== INFORMATION PROVIDED

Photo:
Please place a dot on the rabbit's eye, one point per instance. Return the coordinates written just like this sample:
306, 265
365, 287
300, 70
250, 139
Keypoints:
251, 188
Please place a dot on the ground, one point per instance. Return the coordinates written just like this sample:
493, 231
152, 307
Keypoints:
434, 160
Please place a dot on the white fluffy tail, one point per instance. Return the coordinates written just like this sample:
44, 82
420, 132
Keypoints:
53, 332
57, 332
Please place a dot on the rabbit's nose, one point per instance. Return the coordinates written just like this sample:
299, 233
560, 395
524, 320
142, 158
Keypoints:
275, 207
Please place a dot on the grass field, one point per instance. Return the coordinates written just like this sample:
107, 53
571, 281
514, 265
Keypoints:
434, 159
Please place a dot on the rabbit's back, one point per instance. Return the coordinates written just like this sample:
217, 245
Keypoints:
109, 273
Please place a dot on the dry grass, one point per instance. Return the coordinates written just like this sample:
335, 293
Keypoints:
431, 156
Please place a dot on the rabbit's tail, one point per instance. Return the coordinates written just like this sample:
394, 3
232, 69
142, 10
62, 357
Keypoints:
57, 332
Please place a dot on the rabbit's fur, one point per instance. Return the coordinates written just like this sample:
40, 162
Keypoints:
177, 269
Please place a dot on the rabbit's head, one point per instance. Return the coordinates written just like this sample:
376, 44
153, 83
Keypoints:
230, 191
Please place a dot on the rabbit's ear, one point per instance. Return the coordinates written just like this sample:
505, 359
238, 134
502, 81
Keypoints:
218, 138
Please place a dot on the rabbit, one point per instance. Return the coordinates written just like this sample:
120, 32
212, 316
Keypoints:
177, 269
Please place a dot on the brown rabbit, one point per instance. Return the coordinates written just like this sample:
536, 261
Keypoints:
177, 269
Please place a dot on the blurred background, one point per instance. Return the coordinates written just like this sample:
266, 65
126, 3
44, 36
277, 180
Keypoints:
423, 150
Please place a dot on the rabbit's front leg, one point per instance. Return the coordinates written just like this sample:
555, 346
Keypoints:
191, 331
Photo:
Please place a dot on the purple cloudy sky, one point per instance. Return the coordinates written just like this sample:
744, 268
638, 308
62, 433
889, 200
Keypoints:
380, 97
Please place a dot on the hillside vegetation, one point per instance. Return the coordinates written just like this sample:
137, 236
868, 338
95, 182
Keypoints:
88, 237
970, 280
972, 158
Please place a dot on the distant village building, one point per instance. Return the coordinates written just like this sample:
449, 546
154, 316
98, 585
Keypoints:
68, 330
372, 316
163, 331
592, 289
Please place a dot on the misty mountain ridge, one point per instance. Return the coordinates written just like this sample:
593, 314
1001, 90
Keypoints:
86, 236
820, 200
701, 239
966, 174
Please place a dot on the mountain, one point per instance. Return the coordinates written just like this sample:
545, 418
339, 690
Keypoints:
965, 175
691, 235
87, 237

====

WHAT THE TASK ASKS — Among the lines above, find those that contain the word "tail" and copy them.

TASK ANSWER —
Please place a dot on the white fluffy tail, one point per instance. Return the coordinates written just like this sample:
Please place a dot on the rabbit's tail, one point per instance. Return the coordinates written just like this sample:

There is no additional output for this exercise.